== Selected passage
However you look at it, the performance mods on my car are £15k. Anyone buying a GTR could spend the same £15k and have the same performance. That is astounding! If you look in Evo mag, there's very little that comes close, before you factor in that you can spend £50k inc the car to get there. The top Porsche 911 tuners achieve 800bhp, and achieve 3.1 in to 60 and 6.5 to 100. A lot can be attributed to the base car, but that doesn't detract from the raw figures.

I moved my car into my driveway last night and was very aware if its huge mass when looks at it. It's counterintuitive that a "hulk" (sorry) like that can accelerate so fast.

It's not the fastest by any stretch, not even close, but I've driven my daughter to school in it everyday since coming back from holiday. Not sure how many of the faster cars get used for those type of journeys.


----------



## Adamantium (Jun 24, 2002)

Tigerruss said:


> Wow, fantastic results . Could have imagined a great 30-100 time but your 0-60 is amazing when most struggle to get under 3 even with 600hp
> 
> Have already been talking to Iain L about Stage 5 and like others have said, this has probable pushed me over the edge. Iain's gonna be busy


Don't use too much of his time, I need more of it for my car!

Ludders, will look at the drag thing but I just don't think it's my scene. Maybe as a one off, but I'm more of a casual user at weekends who likes to know it's there, than a seasoned drag queen.


----------



## MarcR35GTR (Oct 17, 2010)

What does "te 100 I'd do a quarter in 11.3. I was impressed with that." mean ?


----------



## sw20GTS (Jul 29, 2010)
====
== Material provided
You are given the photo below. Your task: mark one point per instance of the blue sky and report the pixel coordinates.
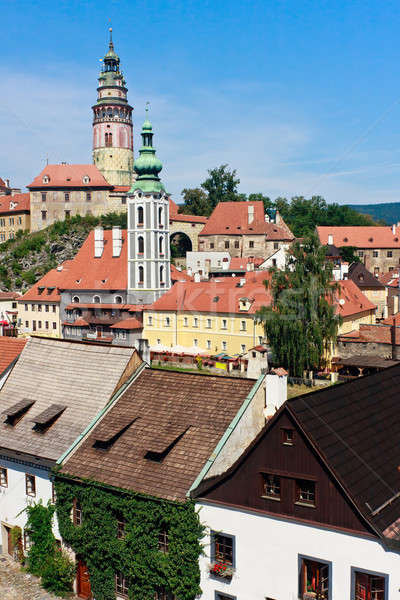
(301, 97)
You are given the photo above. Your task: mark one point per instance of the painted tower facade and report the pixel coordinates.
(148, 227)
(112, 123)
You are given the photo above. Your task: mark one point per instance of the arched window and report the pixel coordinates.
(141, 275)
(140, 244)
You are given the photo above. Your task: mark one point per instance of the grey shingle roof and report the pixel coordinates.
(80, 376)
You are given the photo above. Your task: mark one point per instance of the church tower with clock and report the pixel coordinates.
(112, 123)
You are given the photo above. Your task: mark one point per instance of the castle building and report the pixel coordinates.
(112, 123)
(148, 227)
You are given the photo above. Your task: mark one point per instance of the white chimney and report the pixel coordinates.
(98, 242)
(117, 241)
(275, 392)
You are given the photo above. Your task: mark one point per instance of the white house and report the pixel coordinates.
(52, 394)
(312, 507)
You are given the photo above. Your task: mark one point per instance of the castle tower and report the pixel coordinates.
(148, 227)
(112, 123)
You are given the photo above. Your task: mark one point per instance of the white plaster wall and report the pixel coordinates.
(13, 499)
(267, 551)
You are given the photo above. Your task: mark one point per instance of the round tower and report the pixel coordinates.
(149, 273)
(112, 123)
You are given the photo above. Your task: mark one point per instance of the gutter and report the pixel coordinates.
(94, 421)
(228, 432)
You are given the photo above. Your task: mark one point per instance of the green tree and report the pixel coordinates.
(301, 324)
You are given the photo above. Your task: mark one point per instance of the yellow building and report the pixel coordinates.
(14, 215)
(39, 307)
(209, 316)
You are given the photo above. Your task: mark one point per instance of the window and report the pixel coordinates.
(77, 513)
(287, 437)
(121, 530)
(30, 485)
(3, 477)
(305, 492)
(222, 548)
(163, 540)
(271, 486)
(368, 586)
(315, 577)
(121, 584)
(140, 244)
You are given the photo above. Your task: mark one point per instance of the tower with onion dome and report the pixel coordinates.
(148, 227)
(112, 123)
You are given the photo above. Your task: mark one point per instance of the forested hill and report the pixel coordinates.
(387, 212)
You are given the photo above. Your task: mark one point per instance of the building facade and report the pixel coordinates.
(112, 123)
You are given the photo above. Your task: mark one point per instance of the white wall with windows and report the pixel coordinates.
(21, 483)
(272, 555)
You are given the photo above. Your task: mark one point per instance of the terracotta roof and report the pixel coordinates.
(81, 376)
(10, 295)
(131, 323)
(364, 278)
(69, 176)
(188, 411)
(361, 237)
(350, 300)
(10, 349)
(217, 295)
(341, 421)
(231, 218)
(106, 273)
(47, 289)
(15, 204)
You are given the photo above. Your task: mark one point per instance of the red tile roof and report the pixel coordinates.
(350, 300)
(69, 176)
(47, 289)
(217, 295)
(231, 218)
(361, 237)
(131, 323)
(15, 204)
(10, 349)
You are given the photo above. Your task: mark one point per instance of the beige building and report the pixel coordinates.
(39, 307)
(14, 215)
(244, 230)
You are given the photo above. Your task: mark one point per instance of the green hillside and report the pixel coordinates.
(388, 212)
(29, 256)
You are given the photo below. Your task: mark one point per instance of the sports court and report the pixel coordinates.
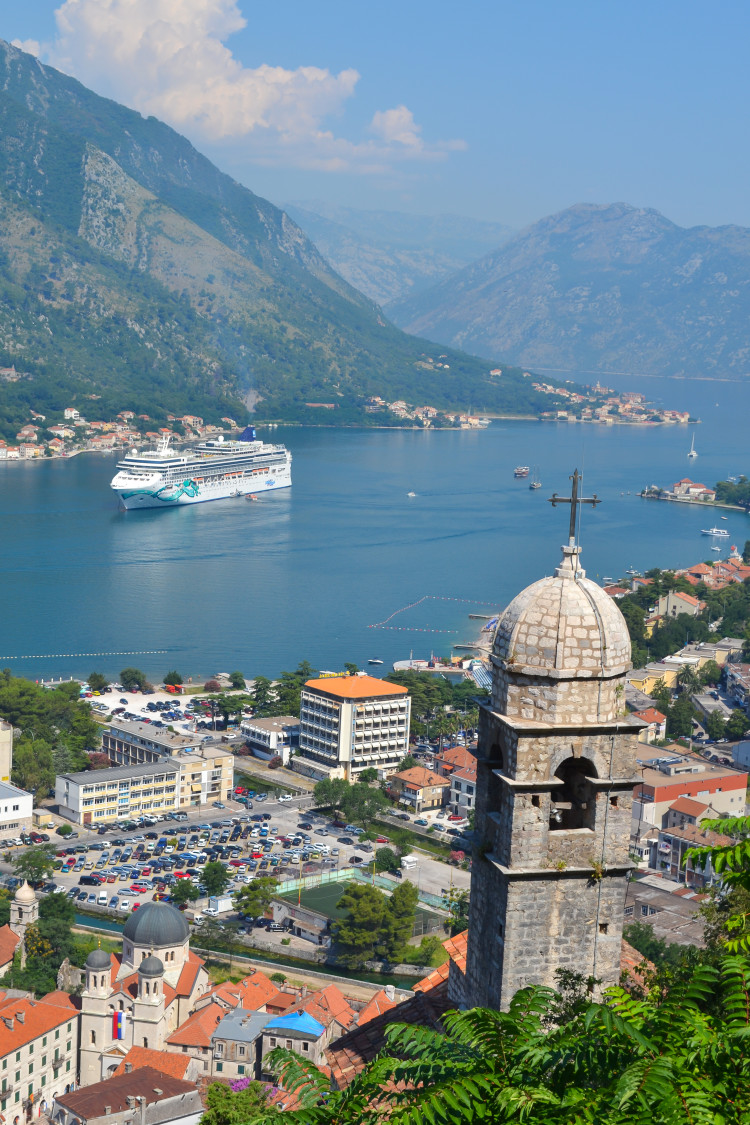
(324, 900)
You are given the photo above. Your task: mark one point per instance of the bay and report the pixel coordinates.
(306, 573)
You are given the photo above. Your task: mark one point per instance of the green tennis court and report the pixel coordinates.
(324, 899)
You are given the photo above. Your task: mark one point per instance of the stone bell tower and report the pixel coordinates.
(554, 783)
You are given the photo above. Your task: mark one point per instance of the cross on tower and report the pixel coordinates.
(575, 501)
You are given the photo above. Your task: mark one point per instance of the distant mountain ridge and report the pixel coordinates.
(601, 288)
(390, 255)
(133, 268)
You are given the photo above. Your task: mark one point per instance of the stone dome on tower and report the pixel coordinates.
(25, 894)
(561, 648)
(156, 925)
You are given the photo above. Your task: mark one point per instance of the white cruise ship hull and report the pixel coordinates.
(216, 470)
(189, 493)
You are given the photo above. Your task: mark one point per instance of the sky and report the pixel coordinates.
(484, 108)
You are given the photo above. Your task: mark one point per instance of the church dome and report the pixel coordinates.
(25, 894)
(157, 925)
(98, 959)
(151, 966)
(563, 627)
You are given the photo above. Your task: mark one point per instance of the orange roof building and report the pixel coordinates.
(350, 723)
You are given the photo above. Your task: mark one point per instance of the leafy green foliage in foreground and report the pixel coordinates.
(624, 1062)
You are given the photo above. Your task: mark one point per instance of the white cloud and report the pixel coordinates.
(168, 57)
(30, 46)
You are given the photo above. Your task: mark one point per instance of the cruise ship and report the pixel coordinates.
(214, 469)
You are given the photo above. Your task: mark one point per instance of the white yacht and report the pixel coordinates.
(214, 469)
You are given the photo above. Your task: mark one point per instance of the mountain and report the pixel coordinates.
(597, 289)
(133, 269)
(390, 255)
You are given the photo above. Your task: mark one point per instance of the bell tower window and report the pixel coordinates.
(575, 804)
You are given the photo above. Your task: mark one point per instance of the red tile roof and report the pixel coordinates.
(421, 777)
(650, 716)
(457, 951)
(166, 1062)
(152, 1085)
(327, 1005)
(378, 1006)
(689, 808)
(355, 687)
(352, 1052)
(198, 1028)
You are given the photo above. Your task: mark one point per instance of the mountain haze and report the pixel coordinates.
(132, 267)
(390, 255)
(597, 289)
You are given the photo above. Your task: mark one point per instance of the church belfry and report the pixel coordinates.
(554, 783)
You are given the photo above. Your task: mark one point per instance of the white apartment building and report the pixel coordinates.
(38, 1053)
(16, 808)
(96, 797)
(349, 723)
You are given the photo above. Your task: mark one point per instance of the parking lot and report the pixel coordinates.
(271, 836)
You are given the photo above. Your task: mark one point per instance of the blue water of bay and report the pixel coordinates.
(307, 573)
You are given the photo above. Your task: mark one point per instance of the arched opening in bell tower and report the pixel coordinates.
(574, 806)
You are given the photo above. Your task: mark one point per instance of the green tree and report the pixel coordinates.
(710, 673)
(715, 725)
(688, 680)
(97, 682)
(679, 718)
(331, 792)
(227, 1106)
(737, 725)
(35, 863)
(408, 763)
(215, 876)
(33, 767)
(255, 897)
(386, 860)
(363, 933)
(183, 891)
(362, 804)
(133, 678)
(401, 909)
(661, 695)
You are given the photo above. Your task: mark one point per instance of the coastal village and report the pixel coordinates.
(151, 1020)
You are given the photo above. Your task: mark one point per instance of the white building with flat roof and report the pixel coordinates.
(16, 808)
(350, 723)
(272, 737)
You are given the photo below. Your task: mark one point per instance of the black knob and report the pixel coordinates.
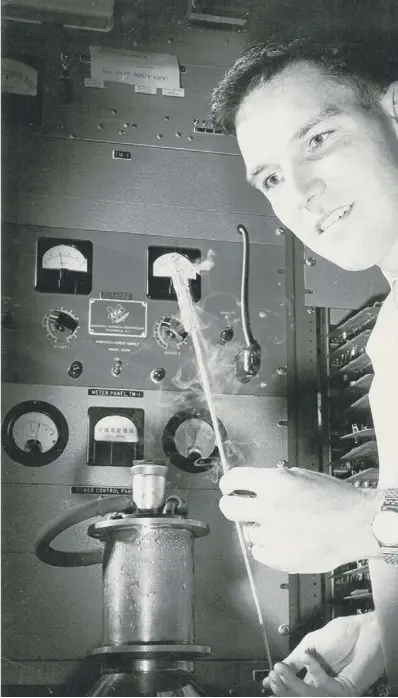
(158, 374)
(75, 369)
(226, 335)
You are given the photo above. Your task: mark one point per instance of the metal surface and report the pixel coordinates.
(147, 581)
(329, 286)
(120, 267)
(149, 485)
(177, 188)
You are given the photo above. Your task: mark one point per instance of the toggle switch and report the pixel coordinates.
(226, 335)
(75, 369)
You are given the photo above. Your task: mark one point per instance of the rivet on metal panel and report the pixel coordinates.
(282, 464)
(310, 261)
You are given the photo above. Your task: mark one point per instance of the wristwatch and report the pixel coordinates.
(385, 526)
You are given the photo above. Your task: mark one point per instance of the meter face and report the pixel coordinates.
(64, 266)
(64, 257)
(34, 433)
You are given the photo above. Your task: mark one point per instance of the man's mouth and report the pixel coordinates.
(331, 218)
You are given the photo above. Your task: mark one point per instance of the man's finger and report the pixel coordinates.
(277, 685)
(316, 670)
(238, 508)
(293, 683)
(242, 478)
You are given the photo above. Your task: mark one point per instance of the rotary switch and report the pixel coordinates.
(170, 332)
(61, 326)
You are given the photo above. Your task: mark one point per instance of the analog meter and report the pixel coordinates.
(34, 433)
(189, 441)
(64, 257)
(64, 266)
====
== Material provided
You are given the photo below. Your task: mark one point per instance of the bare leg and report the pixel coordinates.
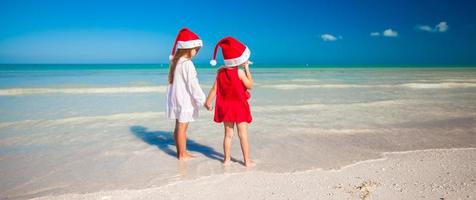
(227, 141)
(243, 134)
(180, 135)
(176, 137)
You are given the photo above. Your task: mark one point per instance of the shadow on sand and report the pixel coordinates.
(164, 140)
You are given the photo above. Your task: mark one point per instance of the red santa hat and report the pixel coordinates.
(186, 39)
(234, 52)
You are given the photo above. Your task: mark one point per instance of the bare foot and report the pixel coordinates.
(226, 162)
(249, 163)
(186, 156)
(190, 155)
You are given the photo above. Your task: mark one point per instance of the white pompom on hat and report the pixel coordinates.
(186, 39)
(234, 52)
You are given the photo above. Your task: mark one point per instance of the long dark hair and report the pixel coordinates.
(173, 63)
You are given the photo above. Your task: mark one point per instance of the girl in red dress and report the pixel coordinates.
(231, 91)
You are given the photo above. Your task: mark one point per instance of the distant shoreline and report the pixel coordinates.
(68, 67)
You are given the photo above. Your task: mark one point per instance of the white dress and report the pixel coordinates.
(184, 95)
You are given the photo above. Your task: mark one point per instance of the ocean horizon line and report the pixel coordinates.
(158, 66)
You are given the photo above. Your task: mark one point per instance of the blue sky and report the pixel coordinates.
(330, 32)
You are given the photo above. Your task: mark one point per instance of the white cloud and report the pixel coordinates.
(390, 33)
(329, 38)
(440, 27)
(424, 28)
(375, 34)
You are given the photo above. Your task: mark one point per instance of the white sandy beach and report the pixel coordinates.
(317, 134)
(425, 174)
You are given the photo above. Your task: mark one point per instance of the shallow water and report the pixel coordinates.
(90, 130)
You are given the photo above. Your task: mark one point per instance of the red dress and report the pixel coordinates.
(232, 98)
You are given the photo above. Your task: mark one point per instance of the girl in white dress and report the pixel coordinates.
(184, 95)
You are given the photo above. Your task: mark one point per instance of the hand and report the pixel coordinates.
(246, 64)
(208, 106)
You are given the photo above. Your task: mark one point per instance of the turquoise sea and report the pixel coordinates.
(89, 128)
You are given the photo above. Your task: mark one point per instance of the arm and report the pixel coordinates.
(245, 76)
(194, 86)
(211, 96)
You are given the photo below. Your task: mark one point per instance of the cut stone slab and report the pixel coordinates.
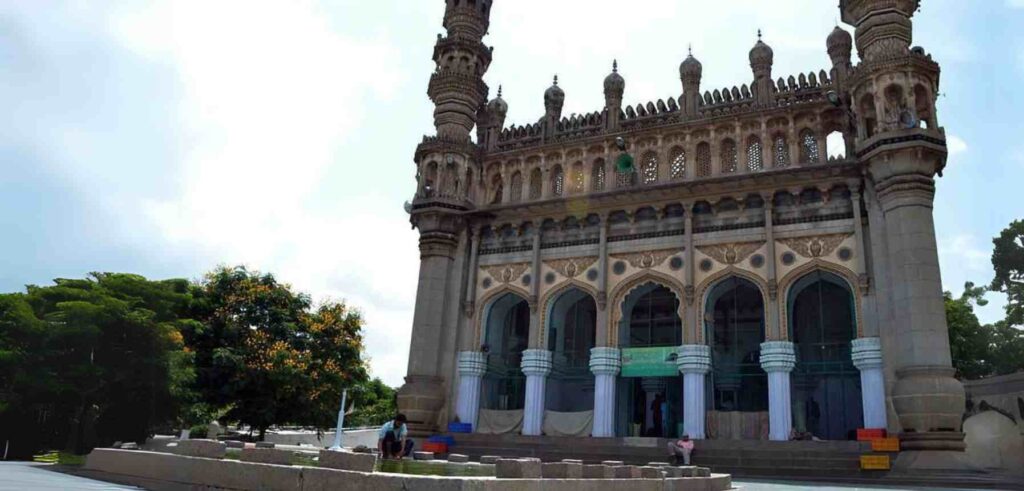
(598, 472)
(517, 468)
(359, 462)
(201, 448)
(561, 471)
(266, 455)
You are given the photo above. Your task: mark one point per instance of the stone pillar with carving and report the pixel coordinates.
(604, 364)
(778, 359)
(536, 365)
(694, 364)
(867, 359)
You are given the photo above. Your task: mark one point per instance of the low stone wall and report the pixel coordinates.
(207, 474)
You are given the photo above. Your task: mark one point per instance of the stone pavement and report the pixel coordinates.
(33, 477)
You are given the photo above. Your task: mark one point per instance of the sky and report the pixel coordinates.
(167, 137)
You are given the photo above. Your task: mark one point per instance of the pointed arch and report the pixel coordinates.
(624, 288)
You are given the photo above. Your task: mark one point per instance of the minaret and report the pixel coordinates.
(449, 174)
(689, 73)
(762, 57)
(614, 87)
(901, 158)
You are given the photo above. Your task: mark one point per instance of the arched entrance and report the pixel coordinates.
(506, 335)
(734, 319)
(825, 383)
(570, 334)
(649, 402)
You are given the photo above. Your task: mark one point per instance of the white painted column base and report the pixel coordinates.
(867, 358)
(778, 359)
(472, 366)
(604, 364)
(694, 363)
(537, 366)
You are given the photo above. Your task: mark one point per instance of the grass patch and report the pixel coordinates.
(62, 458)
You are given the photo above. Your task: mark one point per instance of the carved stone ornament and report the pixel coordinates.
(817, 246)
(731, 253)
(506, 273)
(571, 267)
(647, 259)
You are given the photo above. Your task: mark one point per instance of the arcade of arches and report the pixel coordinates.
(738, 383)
====
Directives →
A. In the car tuning thread, how much did the performance mods on the first poster's car cost?
B. Write out part of the car tuning thread word for word. Begin at the words "Don't use too" and stop after "(Oct 17, 2010)".
C. Write what comes next in the car tuning thread, picking up after its final line.
You won't need the items for this work.

Task-by-task outputs →
A. £15k

B.
Don't use too much of his time, I need more of it for my car!

Ludders, will look at the drag thing but I just don't think it's my scene. Maybe as a one off, but I'm more of a casual user at weekends who likes to know it's there, than a seasoned drag queen.


----------



## MarcR35GTR (Oct 17, 2010)

C.
Compared to other available options £15,000 for the whole package is a no brainer! Proven and reliable performance gain. Don't even need track tyres, race fuel or tame racing driver


----------



## digi (Dec 17, 2010)

@@ WOW


----------



## Adamantium (Jun 24, 2002)

MarcR35GTR said:


> What does "te 100 I'd do a quarter in 11.3. I was impressed with that." mean ?


I've edited my post so you can see what I meant.


----------



## Adamantium (Jun 24, 2002)

Run went on to 118.00 in 234.53 metres taking 7.43 seconds.


----------



## alex_123_fra (Mar 26, 2008)

Well done Adam. I can't actually imagine how fast this is. I nearly [email protected] myself when you launched your car in stage 4 tune. This will probably give me a seizure.


----------



## Kenco (Jul 25, 2003)

What fuel is this on?

Is it just standard super unleaded, Optimax type?


----------



## Adamantium (Jun 24, 2002)

V-power.

Litchfield stages are quoted on road fuel, so that's all I used. 771bhp.


----------



## Adamantium (Jun 24, 2002)

alex_123_fra said:


> Well done Adam. I can't actually imagine how fast this is. I nearly [email protected] myself when you launched your car in stage 4 tune. This will probably give me a seizure.


Well if that happens, I have friends who are doctors!


----------



## MarcR35GTR (Oct 17, 2010)

Adamantium said:


> Run went on to 118.00 in 234.53 metres taking 7.43 seconds.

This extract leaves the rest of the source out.